▶ _EXERCÍCIO A_: Extraia da listagem todas as linhas que contêm a palavra "frame", levando em conta maiúsculas e minúsculas.

▶ _TRECHO DO TEXTO_:
Nas vésperas da liberação da Missa de São Pio V para todo o mundo, é muito conveniente citar o que pensava Paulo VI sobre isso.
No livro de Jean Guitton, Paulo VI Secreto, Guitton conta que apresentou a Paulo VI um texto de Proposições tratando dos problemas da Fé na França.
“Vejamos essas Propositions”, disse o Papa. Estendo-lhe o documento. Havia um primeiro parágrafo sobre a fé, no qual se dizia que o problema principal de nossa época era o da fé, da sua permanência. Porque a fé somente é verdadeira se é permanente, isto é, se a fé de hoje é a mesma que a de ontem e que a de amanhã. O Papa diz: "O progresso supõe a tradição. Nós afirmamos isso sempre, solenemente, particularmente em nossa profissão de fé”.
“A dificuldade – respondo – provém do fato que se fala da igreja conciliar como se esta igreja obscurecesse tudo quanto existia antes. Ora, se a igreja conciliar cancela e modifica em pontos essenciais a igreja precedente, reconhece que no passado pode ter errado. E se ela errou no passado, por que não poderá errar atualmente e no futuro?”

▶ _EXERCÍCIO B_: Liste todas as pessoas mencionadas pelo nome no trecho sobre Paulo VI.

▶ _DADOS BRUTOS_:
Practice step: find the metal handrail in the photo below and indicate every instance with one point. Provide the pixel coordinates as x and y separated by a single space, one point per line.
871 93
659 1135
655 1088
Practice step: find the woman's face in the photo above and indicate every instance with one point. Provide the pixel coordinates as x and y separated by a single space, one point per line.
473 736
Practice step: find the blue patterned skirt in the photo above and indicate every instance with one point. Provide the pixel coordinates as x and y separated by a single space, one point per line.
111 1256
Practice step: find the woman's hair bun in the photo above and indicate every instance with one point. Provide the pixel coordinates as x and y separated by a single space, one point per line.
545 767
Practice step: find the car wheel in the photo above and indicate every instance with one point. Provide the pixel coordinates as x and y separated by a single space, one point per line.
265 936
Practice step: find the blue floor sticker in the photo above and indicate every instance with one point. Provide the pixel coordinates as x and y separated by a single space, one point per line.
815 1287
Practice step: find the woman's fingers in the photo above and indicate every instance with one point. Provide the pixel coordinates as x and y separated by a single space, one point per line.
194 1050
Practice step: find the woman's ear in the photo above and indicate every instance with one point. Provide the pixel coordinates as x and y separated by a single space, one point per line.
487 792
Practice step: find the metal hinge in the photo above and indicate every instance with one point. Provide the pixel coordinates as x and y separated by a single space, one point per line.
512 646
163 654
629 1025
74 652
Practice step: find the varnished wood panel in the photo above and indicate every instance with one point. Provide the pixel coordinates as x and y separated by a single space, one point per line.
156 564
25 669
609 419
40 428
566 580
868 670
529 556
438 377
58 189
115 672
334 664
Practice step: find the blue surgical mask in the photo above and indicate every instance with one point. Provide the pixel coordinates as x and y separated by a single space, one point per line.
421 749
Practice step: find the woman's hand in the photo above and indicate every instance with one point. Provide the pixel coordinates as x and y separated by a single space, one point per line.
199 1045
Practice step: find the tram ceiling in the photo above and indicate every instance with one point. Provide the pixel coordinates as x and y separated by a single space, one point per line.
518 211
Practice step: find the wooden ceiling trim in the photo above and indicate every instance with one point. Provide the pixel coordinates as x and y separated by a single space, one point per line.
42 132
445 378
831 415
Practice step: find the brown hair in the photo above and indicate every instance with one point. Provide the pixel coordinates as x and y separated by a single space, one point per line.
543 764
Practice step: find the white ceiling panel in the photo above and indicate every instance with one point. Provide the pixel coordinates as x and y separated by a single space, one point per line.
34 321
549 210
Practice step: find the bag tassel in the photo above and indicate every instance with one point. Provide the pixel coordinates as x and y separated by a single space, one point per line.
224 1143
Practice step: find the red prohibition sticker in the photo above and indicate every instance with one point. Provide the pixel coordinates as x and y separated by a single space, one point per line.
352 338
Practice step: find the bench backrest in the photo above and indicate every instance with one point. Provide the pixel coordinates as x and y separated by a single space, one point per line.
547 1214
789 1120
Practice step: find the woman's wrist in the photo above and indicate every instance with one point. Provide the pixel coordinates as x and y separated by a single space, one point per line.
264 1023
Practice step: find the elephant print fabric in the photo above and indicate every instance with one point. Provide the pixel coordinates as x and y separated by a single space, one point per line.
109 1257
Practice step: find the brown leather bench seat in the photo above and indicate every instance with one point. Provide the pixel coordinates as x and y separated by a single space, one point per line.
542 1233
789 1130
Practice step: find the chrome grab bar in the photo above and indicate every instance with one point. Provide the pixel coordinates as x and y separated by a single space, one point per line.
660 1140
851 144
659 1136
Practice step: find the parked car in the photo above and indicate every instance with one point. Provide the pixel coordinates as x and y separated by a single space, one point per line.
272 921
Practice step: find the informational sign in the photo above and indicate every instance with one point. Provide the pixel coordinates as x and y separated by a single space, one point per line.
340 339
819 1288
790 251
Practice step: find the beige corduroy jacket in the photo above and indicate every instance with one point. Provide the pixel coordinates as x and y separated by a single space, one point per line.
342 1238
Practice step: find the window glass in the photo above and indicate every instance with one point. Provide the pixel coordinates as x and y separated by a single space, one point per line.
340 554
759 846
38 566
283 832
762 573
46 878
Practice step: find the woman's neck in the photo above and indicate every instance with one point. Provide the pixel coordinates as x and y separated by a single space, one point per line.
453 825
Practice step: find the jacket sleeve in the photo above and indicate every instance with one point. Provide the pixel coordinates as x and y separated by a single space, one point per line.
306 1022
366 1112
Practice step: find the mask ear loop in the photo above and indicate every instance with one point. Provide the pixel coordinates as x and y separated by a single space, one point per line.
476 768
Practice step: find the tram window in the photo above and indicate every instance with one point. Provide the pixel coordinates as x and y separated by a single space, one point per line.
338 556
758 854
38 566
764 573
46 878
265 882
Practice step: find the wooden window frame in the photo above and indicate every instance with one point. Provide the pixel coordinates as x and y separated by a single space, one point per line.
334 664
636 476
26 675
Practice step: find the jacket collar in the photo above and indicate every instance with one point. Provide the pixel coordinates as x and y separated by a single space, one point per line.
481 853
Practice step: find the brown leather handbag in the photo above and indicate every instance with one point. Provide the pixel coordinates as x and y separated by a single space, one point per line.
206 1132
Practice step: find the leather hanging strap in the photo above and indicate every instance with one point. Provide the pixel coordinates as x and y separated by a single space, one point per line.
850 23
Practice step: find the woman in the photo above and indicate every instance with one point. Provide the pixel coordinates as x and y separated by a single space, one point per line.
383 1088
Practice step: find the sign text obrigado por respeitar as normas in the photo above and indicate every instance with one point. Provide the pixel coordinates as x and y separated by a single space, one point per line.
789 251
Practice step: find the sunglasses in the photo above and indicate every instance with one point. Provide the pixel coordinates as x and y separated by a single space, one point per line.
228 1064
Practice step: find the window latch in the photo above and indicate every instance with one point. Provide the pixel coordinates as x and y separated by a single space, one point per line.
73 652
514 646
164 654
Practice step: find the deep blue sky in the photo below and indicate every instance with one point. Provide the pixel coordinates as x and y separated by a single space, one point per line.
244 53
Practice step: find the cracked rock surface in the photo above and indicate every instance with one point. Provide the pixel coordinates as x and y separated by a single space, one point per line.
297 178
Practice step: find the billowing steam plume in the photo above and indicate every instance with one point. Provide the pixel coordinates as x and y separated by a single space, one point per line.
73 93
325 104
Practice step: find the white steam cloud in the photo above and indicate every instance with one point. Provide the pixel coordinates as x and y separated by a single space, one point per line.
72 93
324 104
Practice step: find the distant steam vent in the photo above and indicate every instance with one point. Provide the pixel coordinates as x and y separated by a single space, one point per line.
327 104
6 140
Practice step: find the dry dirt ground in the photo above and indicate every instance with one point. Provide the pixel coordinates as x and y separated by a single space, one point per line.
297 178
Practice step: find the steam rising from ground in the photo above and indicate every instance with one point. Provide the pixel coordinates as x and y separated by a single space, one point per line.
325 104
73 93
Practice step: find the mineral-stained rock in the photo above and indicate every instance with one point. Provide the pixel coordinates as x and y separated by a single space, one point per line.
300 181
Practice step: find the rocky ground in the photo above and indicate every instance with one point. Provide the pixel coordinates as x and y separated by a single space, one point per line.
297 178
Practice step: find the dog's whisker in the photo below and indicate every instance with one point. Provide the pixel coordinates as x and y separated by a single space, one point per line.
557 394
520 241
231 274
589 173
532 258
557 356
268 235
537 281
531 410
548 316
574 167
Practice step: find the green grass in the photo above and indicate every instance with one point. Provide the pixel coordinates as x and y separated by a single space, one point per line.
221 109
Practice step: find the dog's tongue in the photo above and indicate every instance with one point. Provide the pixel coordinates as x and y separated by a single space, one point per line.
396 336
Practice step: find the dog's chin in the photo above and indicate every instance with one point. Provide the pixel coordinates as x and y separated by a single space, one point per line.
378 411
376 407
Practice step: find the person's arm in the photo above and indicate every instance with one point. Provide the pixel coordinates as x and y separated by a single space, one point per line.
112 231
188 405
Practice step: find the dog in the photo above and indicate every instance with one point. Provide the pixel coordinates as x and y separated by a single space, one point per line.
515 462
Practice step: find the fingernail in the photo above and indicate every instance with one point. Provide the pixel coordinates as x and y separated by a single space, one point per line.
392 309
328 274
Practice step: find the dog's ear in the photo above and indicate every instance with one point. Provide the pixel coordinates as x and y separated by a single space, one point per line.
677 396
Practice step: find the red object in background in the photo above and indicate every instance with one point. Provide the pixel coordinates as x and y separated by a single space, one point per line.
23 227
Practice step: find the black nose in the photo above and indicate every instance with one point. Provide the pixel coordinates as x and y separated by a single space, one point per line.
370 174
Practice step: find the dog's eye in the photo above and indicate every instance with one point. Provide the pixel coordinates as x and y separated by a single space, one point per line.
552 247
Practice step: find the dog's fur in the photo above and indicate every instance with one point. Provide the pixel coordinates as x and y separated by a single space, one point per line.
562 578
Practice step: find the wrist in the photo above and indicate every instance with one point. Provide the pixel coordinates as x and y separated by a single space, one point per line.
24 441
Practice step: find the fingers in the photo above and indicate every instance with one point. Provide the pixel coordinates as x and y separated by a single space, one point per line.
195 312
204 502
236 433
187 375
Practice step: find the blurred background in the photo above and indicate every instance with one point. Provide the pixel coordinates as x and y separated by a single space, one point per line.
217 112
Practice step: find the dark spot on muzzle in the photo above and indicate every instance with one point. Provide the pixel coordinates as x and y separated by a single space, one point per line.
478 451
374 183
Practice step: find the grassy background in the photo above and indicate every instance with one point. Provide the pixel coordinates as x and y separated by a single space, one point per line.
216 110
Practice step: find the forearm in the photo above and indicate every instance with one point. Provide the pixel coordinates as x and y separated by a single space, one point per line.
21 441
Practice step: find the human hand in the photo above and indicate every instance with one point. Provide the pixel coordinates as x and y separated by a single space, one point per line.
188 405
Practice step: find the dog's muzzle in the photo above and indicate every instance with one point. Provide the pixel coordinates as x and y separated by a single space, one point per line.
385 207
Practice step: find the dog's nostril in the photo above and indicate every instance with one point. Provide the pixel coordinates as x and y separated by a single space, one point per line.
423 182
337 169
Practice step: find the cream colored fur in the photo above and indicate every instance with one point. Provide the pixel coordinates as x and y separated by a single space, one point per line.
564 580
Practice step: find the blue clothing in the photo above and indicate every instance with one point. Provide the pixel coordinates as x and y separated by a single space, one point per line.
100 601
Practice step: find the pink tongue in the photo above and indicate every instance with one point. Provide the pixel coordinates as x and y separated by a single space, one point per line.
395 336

▶ _RESPOSTA A_:
Practice step: find the wooden window frame in the photo above and indicate every instance with one point. Provide the pixel coordinates as x and y separated by a single space, one point per line.

▶ _RESPOSTA B_:
São Pio V
Paulo VI
Jean Guitton